== Description of the task ==
From the line below that contains "y=126, one point per instance." to the line that contains "y=315, one point per instance.", repeat every line exactly, both ends included, and nothing else.

(Data records)

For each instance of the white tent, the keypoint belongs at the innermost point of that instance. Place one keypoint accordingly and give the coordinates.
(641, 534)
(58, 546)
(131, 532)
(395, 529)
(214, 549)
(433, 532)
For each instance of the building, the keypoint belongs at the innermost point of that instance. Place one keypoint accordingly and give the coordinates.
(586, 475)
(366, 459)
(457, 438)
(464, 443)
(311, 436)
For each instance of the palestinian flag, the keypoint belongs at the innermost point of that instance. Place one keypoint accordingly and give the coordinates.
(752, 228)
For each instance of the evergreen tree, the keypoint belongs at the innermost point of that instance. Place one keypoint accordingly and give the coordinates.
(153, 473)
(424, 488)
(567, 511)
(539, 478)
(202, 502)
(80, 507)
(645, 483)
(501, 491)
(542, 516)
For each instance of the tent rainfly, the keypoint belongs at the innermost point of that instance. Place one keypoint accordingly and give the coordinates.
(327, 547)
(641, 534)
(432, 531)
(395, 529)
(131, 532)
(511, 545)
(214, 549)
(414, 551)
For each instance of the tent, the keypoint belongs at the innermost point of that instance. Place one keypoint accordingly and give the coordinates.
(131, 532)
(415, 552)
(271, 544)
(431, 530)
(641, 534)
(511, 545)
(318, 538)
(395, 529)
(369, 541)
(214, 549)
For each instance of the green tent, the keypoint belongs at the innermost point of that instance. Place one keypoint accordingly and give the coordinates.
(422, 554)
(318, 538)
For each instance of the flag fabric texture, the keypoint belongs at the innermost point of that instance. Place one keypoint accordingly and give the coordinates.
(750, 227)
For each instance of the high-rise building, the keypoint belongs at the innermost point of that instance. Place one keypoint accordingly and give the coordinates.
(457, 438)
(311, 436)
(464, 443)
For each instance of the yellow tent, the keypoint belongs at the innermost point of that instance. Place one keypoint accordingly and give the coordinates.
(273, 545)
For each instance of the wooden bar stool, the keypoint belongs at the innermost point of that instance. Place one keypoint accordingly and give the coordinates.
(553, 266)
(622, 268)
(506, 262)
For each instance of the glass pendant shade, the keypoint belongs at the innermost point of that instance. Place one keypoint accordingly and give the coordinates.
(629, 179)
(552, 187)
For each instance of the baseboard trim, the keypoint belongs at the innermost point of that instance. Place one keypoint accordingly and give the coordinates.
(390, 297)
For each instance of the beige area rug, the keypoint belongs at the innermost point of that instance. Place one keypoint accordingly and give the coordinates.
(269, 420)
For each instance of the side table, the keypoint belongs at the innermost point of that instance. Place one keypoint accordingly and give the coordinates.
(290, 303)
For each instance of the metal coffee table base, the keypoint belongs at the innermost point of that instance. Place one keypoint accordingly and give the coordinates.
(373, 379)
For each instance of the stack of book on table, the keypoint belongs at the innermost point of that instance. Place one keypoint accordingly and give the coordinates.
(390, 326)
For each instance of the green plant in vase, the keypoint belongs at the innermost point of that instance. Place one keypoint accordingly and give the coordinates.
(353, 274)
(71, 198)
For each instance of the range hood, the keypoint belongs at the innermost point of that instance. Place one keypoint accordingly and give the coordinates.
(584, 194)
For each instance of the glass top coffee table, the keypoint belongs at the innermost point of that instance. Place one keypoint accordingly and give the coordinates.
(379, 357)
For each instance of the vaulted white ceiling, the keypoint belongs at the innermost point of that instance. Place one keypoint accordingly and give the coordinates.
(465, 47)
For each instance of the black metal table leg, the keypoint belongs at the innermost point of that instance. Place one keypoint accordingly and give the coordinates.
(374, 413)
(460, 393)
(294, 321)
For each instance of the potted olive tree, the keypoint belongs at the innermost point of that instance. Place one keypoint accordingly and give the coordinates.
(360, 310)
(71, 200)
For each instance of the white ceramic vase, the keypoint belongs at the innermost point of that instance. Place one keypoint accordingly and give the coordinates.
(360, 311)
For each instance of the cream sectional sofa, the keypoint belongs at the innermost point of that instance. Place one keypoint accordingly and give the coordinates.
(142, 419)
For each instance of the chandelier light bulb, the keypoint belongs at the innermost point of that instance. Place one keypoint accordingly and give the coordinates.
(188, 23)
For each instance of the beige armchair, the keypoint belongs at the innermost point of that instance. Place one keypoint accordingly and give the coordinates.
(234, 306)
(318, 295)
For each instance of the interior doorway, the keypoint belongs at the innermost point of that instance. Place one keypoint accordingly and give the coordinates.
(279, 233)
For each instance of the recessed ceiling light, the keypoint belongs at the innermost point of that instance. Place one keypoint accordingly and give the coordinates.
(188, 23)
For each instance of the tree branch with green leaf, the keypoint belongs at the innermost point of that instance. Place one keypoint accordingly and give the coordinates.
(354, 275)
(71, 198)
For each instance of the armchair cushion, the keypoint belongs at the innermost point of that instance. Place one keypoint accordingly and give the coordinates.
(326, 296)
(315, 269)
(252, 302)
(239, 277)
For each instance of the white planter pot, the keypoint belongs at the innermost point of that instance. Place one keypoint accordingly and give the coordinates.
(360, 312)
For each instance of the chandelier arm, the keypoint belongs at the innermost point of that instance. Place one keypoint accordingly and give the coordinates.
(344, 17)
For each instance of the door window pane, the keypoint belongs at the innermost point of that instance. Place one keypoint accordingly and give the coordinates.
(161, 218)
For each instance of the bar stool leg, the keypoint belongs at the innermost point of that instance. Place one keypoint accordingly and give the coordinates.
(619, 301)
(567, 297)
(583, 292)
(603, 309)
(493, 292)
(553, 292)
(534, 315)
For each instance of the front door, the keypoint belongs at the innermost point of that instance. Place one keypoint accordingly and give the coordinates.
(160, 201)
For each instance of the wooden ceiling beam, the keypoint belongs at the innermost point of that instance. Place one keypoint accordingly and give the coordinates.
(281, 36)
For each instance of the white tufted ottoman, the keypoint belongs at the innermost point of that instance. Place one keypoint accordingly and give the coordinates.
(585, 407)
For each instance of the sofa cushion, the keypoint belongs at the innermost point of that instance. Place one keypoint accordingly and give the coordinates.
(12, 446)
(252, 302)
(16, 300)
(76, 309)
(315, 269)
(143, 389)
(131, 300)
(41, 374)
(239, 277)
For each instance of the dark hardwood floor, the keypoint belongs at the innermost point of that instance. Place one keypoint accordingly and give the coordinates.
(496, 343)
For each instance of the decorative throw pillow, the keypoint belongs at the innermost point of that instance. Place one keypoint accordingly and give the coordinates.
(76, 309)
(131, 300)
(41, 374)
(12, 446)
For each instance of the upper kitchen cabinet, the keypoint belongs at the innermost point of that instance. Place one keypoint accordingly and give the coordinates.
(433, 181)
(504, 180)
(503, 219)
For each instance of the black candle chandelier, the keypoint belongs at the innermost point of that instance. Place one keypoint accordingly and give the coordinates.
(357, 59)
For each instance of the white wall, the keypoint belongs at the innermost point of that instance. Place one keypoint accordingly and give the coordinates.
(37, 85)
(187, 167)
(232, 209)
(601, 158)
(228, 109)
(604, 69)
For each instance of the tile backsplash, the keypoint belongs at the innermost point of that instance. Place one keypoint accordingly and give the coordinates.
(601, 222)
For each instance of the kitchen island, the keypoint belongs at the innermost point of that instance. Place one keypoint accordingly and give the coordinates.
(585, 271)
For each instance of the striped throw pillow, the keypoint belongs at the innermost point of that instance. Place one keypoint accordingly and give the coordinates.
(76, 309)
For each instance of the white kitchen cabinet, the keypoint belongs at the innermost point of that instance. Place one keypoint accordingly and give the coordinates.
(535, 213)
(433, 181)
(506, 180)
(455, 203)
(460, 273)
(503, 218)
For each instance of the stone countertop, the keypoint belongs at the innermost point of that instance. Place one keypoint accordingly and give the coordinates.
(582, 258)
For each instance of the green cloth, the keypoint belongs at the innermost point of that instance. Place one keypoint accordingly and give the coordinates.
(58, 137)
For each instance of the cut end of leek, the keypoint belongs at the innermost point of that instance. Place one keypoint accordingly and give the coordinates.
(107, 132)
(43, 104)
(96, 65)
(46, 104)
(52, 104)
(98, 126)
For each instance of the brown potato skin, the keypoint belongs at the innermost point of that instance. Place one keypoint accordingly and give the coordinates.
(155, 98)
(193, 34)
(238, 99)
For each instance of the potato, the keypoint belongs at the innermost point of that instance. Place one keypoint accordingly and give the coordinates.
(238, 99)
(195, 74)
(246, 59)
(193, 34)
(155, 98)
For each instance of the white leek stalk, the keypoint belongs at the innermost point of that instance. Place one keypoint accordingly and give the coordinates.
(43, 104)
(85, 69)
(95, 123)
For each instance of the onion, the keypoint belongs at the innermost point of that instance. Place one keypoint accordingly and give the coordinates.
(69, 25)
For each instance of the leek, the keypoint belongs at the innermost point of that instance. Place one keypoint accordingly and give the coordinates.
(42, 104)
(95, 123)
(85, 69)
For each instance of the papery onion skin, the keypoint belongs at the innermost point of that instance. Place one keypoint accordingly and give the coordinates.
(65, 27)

---

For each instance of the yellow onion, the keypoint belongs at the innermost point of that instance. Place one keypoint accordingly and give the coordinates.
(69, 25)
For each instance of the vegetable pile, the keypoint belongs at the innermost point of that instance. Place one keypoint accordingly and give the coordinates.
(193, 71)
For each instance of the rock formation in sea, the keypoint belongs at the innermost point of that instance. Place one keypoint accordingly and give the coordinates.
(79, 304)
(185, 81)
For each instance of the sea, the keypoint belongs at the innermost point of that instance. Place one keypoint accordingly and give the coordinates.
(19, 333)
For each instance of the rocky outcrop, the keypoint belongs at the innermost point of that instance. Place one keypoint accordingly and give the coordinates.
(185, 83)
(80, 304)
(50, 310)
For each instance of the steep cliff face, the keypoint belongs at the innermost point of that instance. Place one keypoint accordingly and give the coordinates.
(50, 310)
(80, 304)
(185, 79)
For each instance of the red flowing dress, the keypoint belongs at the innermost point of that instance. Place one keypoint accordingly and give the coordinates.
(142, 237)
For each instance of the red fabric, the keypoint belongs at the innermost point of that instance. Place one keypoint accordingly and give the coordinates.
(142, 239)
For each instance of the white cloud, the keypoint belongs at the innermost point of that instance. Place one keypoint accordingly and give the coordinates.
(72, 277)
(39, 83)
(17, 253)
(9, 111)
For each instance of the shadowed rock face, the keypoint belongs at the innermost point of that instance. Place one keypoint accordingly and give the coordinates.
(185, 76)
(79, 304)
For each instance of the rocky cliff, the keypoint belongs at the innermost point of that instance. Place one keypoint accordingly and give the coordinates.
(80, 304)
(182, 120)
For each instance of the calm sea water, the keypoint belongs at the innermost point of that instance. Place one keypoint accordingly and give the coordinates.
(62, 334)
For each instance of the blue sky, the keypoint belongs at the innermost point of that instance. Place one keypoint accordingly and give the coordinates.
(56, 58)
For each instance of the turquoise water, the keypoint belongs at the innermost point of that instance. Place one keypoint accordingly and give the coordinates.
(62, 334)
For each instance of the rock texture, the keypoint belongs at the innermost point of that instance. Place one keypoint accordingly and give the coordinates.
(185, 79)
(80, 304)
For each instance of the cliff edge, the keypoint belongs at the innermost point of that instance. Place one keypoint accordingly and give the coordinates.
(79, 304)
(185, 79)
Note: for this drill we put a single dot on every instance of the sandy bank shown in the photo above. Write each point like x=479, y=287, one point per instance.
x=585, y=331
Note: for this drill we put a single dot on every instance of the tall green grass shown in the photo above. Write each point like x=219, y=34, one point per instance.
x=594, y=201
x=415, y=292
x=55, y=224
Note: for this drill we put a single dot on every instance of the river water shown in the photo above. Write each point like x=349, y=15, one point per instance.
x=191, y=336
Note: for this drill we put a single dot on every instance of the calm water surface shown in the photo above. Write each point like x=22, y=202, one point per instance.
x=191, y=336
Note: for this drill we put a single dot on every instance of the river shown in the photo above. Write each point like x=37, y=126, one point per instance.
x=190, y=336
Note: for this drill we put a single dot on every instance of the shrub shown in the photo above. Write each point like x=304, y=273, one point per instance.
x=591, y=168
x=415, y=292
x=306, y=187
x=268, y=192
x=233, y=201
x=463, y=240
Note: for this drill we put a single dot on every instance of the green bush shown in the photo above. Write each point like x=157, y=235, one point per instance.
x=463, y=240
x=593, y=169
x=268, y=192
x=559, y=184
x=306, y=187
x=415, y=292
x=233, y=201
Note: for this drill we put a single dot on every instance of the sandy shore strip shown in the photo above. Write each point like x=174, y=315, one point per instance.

==

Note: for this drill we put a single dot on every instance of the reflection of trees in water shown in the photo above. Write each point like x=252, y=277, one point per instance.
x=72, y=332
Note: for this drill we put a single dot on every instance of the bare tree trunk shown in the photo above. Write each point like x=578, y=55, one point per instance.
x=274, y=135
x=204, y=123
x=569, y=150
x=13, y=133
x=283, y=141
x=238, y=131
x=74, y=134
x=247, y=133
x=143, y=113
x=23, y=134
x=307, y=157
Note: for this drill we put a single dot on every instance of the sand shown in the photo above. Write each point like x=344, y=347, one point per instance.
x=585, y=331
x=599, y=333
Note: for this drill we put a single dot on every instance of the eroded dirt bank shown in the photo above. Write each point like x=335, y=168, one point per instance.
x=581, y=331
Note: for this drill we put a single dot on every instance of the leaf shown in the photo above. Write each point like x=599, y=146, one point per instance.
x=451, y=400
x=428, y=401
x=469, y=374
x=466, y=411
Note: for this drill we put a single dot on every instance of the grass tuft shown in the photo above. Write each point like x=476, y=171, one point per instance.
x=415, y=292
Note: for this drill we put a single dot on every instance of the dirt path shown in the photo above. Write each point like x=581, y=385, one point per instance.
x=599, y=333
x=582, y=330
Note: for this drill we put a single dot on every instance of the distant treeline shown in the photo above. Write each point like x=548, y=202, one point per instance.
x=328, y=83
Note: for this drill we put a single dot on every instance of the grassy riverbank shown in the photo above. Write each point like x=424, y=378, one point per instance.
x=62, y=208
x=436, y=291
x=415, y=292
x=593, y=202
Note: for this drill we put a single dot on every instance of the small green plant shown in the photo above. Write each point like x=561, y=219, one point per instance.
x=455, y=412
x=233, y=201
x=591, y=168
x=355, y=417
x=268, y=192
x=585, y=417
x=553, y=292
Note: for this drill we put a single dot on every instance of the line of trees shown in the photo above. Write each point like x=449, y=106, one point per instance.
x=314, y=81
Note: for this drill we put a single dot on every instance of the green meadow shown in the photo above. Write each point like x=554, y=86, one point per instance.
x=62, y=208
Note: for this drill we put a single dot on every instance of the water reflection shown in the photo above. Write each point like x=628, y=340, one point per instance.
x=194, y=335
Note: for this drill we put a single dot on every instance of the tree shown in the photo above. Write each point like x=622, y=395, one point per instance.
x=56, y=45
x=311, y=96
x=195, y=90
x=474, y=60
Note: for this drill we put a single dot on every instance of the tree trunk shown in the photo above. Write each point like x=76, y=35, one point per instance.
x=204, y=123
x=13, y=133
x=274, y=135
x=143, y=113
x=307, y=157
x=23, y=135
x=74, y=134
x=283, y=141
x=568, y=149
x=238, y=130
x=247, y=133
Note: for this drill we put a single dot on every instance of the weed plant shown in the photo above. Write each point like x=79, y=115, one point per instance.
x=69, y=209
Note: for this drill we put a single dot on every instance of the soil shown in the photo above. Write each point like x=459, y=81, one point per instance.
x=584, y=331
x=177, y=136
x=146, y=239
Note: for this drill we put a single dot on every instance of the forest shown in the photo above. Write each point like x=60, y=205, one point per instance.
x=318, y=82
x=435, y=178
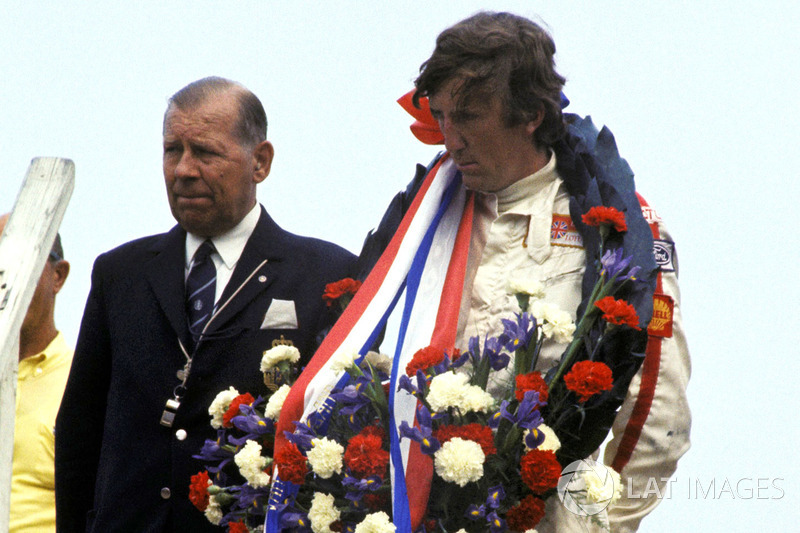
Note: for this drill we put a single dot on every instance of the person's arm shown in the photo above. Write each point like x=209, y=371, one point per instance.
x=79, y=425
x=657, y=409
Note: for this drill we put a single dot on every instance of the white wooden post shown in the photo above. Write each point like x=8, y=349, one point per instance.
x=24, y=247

== Answer to the problem ==
Note: for this drill we put a single dot on every instance of the river shown in the photo above. Write each point like x=37, y=126, one point per instance.
x=190, y=336
Note: for this drill we put a single dot on every instance of the shrub shown in the photo above. Write each point like x=304, y=273, one point per instance.
x=591, y=168
x=415, y=292
x=306, y=187
x=268, y=192
x=233, y=201
x=463, y=240
Note: for this drill we put a single dot on every instance of the green bush shown in the photo above. Write each point like x=157, y=235, one point per instance.
x=463, y=240
x=593, y=169
x=268, y=192
x=559, y=184
x=306, y=187
x=415, y=292
x=233, y=201
Note: for this drill we put a single dot on every instance of the sandy shore strip shown in the photo above. Write each point like x=174, y=315, one point per instance.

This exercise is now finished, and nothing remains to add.